▶ _WHAT YOU WILL DO_
Filter these entries, keeping only lines that hold the word "Target".

▶ _EXCERPTED RECORDS_
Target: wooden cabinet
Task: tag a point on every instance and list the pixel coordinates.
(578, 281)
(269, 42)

---

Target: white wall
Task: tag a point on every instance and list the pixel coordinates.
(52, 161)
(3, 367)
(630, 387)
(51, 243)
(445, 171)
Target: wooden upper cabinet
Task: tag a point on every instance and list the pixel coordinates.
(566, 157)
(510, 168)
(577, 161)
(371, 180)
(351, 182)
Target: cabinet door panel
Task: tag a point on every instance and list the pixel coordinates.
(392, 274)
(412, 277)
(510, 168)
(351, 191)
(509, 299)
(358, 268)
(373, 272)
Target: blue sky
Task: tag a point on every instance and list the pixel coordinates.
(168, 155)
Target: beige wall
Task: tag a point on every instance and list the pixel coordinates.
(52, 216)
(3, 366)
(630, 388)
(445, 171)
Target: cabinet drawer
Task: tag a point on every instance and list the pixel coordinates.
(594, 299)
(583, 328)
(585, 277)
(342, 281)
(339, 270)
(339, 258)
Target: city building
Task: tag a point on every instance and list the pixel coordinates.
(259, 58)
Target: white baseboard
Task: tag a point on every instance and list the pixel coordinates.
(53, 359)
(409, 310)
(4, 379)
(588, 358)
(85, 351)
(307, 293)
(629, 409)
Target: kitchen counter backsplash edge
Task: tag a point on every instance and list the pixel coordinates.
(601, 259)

...

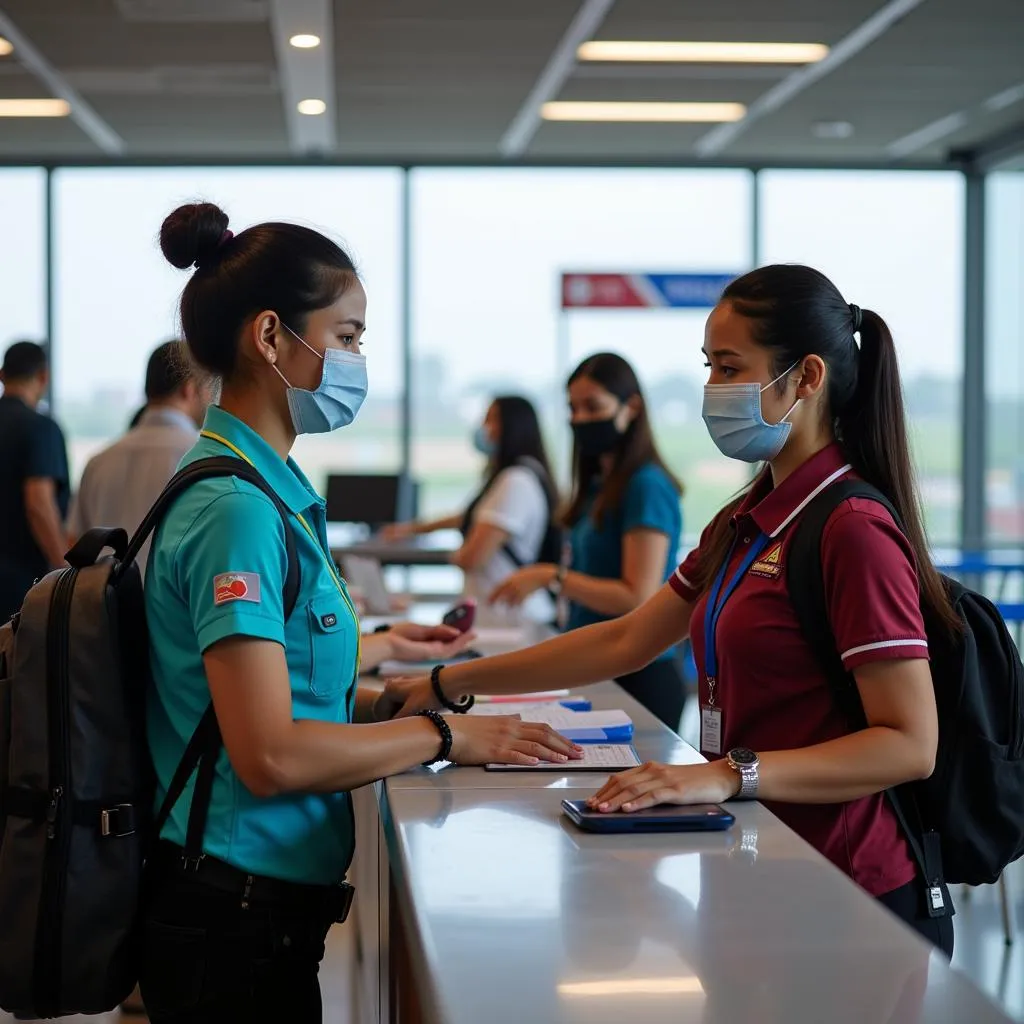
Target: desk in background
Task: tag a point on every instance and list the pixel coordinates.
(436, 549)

▶ _RESULT OF THE TASK_
Target: wooden cabinet
Target: white wall
Target: wooden upper cabinet
Target: cabinet door panel
Target: blue sky
Target: beige wall
Target: cabinet drawer
Target: city building
Target: white baseboard
Target: kitchen counter backsplash edge
Target: desk in background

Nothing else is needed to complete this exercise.